Brief 1 -> Say whether each statement agrees with the herbalist article: (a) Maggie Pope's story appeared in the Herb Society magazine. (b) She found herbal weekend courses in her local newspapers. (c) She read social history books as a young housewife. For each, answer yes or no and quote the words from the text that decide it.
Brief 2 -> Repeat the herbalist article from "By Maggie Pope" up to and including "my own tea.".

Source passage ->

Maggie Pope
is a Medical Herbalist

Practising in
Bridgwater, Somerset

Get in Touch Maggie Pope

Here’s how and why…


I got my story about how and why I became a Medical Herbalist into the Herb Society magazine.

Becoming a Medical Herbalist:

Using herbs as part of an effective system of medicine…

By Maggie Pope


Many years ago as a young housewife I used to read social history books, and wondered what mothers used to do when their children became ill before the advent of the NHS, especially if they couldn’t afford the services of a doctor. I came across accounts of women using blackberry leaves, elderberries, Chamomile flowers, vinegar and brown paper.

Where, I wondered, could I find out how to make some of these interesting remedies, and if I did make them would they work? I looked in my local newspapers for day courses or ‘herbal weekends’, but as this was before the days of social media and my laptop, I found nothing. All I really wanted was somebody to show me how to make stuff like Rosemary infused oil, and tell me why and how I should use it. Or how to go about growing, harvesting and drying Chamomile flowers to make my own tea.

Listed entries ->
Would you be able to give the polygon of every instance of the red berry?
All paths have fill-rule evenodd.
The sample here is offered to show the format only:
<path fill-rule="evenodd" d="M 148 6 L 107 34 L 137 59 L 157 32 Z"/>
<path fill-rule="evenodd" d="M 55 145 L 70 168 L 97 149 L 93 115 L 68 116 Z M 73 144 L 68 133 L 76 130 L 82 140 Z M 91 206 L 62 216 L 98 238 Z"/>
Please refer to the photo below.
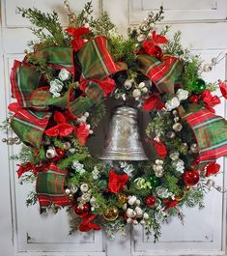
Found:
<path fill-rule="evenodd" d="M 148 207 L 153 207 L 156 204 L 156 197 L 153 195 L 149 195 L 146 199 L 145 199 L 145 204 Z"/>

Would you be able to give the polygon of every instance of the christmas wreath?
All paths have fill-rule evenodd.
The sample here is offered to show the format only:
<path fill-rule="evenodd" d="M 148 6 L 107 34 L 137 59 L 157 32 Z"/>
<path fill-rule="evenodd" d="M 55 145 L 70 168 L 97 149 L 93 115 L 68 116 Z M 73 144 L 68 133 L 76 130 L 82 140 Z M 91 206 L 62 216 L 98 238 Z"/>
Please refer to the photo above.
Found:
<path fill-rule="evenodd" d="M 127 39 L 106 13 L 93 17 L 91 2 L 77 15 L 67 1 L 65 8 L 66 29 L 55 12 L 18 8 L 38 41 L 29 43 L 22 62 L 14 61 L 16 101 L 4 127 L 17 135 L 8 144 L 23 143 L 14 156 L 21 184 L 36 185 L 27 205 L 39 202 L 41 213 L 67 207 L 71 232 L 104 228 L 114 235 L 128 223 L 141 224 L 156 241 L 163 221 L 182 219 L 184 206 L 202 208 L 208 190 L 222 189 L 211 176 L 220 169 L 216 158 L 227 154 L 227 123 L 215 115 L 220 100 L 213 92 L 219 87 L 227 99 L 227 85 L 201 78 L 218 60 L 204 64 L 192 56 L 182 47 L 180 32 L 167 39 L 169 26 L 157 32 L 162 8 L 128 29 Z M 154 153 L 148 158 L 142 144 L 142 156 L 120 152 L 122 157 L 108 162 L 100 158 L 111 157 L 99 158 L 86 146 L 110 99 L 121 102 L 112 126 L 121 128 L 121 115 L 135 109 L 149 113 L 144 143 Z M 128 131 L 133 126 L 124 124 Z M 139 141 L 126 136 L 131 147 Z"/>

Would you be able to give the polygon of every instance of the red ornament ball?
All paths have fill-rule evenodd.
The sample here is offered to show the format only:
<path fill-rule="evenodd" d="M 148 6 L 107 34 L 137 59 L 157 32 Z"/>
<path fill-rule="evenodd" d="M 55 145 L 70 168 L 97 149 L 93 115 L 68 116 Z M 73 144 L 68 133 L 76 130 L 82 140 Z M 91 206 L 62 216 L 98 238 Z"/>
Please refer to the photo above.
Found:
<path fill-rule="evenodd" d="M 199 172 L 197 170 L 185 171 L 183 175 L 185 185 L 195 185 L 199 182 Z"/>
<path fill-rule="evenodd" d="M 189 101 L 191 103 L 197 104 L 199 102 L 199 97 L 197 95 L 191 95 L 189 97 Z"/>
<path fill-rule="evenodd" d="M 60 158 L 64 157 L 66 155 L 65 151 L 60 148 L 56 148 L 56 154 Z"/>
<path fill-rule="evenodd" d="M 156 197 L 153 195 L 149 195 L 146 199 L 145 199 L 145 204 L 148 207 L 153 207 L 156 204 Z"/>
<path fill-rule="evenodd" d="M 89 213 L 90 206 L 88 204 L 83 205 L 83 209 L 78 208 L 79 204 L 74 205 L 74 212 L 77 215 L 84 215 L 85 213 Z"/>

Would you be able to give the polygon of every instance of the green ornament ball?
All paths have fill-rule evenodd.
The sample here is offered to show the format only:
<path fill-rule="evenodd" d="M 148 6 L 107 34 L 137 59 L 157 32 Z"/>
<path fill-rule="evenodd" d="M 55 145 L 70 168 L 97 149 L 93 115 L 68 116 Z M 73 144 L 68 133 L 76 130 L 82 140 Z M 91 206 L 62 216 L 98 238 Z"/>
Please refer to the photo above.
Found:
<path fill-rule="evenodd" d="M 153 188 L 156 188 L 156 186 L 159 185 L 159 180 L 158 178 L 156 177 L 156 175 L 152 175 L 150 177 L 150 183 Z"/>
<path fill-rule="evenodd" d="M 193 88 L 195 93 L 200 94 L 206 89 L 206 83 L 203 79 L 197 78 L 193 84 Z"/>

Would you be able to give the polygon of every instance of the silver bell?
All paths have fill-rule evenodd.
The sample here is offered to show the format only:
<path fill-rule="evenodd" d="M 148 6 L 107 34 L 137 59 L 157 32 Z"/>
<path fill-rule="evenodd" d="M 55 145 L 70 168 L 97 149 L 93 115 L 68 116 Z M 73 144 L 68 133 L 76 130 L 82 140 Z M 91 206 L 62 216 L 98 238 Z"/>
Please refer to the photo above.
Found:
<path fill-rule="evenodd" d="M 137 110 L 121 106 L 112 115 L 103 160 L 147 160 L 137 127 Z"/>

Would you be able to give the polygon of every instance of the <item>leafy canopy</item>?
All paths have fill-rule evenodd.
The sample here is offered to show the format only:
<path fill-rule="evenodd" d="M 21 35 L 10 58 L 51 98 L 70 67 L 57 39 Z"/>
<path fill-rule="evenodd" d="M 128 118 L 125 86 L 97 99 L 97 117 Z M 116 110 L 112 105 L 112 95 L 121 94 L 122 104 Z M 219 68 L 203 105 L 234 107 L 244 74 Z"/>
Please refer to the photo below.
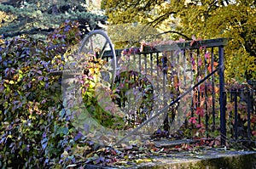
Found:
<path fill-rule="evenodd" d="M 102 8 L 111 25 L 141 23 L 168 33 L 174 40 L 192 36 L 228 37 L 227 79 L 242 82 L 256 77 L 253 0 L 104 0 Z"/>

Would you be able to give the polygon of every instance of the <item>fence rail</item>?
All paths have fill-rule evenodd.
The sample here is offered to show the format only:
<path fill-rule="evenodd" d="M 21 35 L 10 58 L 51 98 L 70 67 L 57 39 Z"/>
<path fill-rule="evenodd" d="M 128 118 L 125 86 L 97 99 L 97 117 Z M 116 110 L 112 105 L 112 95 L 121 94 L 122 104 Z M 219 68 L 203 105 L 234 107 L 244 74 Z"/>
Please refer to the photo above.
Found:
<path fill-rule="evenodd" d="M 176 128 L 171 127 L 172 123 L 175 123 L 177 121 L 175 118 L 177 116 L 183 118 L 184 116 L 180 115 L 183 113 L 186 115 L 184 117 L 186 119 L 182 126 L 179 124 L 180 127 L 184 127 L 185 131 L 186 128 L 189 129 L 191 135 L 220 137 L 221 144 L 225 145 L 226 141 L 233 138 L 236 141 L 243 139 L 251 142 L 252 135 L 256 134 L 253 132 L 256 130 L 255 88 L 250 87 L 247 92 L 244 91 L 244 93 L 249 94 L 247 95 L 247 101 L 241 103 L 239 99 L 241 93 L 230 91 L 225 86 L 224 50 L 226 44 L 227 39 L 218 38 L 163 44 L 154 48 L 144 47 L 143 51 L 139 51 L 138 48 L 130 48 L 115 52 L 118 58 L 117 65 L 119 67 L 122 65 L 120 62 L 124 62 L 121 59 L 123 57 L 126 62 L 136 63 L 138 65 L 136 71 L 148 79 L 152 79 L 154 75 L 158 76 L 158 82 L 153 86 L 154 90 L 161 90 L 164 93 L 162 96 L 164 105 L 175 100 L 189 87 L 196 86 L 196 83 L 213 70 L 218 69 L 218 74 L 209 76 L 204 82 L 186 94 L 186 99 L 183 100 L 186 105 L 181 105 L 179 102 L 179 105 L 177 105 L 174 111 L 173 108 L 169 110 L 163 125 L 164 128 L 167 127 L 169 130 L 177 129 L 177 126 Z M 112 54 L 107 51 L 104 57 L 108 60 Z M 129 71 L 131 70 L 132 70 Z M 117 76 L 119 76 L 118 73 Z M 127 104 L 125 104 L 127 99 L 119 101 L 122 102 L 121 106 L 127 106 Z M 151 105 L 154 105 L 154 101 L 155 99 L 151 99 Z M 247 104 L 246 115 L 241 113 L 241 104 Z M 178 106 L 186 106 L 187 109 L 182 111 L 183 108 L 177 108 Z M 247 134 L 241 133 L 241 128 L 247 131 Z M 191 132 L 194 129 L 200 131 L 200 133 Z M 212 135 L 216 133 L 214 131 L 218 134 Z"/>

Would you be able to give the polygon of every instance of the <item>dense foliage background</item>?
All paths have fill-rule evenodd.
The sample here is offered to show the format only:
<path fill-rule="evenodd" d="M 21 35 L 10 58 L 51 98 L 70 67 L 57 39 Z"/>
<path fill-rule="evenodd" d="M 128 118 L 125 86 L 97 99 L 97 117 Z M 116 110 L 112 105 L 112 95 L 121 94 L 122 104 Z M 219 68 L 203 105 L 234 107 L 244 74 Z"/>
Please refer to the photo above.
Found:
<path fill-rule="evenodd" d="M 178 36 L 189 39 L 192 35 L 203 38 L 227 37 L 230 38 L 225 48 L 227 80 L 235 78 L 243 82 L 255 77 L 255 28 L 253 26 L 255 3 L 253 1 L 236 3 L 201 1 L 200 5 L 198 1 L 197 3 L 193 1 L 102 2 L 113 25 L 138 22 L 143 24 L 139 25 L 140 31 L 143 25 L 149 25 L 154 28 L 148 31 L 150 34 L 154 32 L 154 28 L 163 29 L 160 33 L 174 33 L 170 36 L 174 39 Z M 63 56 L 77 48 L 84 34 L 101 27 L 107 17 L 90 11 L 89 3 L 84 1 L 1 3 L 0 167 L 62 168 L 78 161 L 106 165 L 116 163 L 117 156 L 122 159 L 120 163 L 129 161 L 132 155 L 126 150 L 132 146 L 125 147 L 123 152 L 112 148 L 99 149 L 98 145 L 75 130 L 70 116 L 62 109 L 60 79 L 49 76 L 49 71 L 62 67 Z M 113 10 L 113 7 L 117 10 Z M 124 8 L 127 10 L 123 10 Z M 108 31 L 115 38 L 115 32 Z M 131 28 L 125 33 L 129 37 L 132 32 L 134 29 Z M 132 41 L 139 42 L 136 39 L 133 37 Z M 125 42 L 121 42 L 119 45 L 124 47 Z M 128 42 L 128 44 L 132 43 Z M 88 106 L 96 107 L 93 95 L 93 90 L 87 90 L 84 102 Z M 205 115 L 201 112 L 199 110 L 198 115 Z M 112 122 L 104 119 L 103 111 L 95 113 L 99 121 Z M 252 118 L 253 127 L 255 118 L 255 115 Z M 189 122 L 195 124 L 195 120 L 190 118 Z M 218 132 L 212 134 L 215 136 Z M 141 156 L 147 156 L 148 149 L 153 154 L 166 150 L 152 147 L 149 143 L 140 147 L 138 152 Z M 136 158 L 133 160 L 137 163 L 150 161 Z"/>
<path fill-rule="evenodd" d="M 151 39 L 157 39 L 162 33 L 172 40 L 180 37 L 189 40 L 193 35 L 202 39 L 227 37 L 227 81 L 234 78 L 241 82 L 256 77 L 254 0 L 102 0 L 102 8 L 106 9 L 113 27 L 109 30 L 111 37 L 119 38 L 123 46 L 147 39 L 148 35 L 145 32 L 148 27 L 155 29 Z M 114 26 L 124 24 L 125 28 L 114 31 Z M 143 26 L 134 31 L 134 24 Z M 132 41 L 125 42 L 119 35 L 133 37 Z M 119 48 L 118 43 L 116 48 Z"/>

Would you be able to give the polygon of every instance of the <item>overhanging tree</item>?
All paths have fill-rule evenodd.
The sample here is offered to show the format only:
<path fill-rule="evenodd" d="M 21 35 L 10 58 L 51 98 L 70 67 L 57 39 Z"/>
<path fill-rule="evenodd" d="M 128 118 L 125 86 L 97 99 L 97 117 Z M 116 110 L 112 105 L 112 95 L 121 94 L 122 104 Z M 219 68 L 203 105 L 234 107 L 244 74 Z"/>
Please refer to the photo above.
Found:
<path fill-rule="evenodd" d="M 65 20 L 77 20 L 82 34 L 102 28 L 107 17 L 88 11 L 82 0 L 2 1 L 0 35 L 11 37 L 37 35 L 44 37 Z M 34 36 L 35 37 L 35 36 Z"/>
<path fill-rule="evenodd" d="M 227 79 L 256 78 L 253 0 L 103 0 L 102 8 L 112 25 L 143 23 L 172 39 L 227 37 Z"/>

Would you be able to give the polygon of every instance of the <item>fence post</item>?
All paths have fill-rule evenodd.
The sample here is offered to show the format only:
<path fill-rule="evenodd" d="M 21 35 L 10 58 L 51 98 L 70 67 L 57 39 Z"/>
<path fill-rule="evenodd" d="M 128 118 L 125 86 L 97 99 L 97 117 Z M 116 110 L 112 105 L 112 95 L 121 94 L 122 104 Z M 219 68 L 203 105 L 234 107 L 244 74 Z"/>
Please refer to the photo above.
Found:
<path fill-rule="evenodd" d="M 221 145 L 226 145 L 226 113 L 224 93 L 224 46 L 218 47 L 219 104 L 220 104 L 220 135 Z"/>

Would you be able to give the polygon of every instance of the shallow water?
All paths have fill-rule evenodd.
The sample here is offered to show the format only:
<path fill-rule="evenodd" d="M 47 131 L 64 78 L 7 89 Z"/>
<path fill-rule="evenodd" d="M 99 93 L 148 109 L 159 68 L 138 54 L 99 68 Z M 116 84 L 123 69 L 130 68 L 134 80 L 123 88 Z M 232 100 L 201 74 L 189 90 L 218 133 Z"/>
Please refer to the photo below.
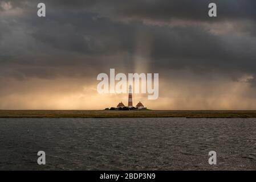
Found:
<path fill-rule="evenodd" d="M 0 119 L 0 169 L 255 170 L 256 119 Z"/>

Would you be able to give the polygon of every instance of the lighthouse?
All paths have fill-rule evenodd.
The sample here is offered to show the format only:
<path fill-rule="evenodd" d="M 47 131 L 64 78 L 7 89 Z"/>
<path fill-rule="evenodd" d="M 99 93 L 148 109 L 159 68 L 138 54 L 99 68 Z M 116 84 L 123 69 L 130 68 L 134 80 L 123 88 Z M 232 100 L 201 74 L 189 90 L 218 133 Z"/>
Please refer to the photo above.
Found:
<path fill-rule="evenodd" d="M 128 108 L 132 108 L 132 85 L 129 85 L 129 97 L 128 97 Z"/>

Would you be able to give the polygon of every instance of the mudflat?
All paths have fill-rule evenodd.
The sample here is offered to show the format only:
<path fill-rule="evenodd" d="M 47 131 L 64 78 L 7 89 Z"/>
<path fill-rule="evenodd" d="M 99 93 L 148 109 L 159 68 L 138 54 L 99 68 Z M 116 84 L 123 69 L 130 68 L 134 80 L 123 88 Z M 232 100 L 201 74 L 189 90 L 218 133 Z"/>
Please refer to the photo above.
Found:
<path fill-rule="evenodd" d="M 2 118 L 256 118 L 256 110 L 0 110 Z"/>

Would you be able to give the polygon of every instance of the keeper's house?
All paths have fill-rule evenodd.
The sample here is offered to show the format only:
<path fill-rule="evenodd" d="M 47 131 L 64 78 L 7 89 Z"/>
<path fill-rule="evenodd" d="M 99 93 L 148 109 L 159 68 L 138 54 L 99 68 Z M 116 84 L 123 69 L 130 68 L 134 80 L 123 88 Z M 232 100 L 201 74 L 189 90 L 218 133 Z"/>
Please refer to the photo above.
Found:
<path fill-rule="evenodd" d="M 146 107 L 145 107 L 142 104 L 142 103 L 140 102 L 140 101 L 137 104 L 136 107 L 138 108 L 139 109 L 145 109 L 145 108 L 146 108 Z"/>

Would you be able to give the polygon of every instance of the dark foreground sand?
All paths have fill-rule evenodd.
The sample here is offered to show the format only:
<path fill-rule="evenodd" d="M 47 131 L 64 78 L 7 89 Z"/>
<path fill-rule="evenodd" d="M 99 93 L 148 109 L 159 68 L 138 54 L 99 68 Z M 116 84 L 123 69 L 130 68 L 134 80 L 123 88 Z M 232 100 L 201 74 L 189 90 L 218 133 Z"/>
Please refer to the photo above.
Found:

Exercise output 1 ->
(a) Yes: "I got my story about how and why I became a Medical Herbalist into the Herb Society magazine."
(b) No: "I found nothing."
(c) Yes: "Many years ago as a young housewife I used to read social history books"

Exercise output 2 ->
By Maggie Pope


Many years ago as a young housewife I used to read social history books, and wondered what mothers used to do when their children became ill before the advent of the NHS, especially if they couldn’t afford the services of a doctor. I came across accounts of women using blackberry leaves, elderberries, Chamomile flowers, vinegar and brown paper.

Where, I wondered, could I find out how to make some of these interesting remedies, and if I did make them would they work? I looked in my local newspapers for day courses or ‘herbal weekends’, but as this was before the days of social media and my laptop, I found nothing. All I really wanted was somebody to show me how to make stuff like Rosemary infused oil, and tell me why and how I should use it. Or how to go about growing, harvesting and drying Chamomile flowers to make my own tea.